Update everything from the line containing "Study the scene above and determine whether any blue" down to the line containing "xmin=0 ymin=0 xmax=300 ymax=105" by replacing "blue sky" with "open sky". Give only those lines, with nothing else changed.

::: Records for the task :::

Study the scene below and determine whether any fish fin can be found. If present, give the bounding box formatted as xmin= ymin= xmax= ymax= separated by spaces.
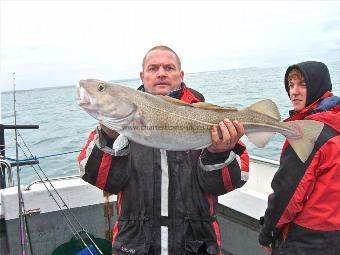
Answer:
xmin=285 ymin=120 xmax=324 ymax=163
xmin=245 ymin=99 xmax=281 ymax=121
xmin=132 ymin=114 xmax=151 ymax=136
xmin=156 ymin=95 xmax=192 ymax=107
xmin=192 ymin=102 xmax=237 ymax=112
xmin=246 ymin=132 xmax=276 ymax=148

:::
::: Records for the task :::

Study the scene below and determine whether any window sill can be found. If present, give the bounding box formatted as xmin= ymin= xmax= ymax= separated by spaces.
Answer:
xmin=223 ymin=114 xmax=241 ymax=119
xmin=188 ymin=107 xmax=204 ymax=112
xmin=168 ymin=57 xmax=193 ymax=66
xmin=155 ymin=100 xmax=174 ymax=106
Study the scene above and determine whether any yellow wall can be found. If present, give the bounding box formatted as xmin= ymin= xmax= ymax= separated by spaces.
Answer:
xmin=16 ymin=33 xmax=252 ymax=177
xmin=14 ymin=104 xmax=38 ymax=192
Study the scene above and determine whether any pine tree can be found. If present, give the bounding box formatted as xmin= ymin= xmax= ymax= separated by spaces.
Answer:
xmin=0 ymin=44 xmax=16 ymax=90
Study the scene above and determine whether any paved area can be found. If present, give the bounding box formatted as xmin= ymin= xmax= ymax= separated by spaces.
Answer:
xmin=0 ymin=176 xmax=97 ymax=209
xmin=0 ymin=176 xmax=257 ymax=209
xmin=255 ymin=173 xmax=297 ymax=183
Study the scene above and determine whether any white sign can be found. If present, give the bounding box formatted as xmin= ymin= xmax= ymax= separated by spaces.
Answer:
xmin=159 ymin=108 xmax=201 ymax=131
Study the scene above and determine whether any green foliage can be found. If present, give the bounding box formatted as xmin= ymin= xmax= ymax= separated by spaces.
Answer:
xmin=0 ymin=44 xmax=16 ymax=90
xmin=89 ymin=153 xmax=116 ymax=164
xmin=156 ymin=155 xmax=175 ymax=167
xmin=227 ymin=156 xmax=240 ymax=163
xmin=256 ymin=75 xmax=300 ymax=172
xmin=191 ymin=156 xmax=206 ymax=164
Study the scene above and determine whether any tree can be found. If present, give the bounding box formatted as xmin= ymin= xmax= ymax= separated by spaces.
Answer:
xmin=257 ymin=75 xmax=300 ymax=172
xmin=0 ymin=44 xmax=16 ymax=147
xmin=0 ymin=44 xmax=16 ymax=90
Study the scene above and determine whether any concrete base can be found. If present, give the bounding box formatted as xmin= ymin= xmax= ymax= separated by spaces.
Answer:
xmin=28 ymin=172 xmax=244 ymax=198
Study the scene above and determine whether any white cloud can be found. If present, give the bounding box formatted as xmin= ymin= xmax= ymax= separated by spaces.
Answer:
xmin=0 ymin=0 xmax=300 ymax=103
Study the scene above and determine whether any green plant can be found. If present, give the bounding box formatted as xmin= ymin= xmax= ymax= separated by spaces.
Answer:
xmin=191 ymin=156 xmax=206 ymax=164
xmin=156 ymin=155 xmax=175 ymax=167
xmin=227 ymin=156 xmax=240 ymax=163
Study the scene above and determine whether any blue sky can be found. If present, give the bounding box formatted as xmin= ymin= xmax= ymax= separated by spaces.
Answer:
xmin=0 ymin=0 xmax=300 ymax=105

:::
::: Records for the task :::

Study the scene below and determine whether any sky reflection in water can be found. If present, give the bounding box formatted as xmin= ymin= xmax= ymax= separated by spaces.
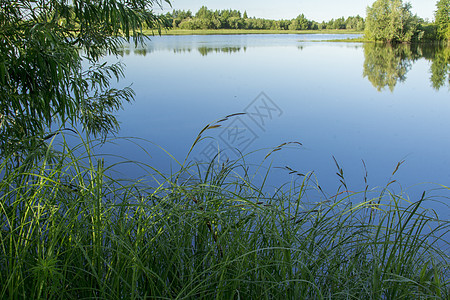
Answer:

:::

● Problem solution:
Study the scene above and determine whether any open sky can be found. If present, give the bounding box formatted as xmin= ymin= xmax= ymax= separated by spaces.
Answer:
xmin=0 ymin=0 xmax=300 ymax=105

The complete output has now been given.